Do this
Count how many lines in the records below contain the string "open", treating uppercase and lowercase as different. Reply with the number only.
——
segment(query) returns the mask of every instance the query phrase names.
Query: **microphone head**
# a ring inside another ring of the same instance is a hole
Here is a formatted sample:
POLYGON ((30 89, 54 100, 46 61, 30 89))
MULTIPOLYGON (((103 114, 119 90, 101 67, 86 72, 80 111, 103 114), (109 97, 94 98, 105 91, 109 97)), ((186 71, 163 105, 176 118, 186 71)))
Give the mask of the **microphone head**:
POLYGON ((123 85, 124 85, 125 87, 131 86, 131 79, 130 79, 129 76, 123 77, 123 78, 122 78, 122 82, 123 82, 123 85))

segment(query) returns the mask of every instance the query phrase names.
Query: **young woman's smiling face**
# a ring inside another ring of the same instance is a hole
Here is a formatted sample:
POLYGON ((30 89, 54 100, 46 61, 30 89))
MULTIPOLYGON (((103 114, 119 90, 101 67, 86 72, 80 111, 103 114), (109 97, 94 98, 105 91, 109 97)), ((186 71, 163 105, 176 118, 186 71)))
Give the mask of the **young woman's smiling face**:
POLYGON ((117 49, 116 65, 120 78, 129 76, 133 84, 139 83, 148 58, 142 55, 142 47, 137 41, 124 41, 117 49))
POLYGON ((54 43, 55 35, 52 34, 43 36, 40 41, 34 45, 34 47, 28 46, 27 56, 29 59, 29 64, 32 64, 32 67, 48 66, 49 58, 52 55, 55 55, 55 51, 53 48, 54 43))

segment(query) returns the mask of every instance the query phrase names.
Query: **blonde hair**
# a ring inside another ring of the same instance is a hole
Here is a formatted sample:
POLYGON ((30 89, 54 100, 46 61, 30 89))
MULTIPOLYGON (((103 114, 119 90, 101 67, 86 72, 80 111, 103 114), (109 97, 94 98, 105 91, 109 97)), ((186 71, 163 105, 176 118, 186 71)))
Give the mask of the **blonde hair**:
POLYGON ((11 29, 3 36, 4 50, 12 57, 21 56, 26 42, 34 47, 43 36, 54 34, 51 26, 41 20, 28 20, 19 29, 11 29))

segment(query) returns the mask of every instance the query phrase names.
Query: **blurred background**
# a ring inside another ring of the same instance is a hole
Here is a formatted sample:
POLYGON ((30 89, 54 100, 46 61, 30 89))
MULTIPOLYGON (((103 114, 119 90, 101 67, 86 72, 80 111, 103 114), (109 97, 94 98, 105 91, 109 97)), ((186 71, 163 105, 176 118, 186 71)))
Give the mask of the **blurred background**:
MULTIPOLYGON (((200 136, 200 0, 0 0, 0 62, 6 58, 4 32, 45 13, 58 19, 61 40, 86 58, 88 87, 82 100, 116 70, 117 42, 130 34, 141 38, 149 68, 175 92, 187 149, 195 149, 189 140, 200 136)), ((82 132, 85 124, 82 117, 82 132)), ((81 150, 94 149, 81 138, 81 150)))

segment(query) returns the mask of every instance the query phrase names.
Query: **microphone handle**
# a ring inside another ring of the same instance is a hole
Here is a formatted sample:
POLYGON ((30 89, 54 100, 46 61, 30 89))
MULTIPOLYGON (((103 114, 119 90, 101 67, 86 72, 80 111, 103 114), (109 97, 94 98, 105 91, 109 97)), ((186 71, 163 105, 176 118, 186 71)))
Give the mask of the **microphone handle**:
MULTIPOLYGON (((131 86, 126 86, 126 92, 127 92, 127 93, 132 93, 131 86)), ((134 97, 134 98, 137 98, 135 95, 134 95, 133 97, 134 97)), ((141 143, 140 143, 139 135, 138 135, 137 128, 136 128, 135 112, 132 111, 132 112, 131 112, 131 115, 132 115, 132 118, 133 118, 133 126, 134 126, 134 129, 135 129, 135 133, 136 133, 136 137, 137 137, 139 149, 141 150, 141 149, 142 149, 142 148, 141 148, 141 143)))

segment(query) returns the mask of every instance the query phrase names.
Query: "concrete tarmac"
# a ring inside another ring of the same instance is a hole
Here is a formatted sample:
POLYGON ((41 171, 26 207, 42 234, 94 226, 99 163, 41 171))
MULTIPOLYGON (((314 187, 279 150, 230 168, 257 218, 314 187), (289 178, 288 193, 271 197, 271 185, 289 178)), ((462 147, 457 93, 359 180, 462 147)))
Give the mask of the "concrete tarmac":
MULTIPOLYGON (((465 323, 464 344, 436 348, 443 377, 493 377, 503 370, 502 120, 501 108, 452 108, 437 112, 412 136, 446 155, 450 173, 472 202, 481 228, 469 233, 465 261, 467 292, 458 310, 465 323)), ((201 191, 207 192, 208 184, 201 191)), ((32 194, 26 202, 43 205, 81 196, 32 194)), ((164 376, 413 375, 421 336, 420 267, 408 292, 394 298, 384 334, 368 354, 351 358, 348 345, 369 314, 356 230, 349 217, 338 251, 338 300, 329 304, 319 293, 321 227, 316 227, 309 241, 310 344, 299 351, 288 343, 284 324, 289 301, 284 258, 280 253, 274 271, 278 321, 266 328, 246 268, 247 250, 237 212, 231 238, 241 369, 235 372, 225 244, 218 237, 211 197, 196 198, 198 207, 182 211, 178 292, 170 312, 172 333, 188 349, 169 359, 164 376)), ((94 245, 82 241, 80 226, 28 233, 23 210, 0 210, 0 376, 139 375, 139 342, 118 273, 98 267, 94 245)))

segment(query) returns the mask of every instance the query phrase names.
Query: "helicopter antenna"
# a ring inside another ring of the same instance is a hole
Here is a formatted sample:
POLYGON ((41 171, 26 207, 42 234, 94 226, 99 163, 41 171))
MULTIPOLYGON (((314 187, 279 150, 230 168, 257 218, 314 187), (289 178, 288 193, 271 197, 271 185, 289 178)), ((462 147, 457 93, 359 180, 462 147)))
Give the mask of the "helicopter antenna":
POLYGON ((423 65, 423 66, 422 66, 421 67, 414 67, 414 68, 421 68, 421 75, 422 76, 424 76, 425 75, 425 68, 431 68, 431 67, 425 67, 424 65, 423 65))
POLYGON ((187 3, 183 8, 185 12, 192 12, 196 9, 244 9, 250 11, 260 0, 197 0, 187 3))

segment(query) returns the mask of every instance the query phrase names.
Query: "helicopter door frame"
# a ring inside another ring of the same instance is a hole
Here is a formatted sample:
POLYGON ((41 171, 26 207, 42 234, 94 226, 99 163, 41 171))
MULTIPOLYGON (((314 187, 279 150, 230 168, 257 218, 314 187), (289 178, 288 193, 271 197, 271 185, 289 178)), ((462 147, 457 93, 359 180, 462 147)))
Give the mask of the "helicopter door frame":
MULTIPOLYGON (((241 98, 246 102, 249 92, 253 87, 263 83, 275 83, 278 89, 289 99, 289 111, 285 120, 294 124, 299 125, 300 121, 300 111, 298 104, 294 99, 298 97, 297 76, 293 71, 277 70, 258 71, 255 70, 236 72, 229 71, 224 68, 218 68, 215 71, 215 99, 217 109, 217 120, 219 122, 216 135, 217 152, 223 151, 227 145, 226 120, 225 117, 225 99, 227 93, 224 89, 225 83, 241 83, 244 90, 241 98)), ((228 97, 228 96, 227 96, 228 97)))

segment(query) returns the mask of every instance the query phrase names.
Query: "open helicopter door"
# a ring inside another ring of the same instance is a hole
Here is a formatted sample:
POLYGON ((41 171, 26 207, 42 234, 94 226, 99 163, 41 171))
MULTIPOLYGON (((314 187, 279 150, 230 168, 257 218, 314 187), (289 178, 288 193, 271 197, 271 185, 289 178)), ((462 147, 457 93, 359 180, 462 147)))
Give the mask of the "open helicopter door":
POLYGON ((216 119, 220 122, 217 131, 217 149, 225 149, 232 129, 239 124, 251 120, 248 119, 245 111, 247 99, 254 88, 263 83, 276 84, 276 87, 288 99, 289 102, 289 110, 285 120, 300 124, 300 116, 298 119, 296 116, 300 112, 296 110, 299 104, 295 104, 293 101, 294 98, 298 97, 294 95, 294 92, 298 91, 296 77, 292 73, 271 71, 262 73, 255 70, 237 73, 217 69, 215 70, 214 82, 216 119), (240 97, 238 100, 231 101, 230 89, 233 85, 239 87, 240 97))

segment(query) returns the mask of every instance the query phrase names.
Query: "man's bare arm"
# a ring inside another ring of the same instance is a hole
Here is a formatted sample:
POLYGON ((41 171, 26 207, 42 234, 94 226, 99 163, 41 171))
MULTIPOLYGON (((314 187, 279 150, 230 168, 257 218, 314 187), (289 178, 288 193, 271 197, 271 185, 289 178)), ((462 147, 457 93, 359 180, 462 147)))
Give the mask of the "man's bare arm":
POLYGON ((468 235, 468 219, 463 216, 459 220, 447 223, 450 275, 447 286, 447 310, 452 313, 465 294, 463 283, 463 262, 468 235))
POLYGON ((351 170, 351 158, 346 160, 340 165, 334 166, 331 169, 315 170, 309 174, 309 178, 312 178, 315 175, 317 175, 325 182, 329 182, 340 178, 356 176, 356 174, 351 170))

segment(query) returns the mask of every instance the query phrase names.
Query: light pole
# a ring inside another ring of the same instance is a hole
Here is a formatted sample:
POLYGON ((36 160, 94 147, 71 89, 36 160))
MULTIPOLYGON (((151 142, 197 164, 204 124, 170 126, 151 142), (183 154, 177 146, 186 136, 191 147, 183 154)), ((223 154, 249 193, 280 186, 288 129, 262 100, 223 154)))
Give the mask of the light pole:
——
Problem solution
2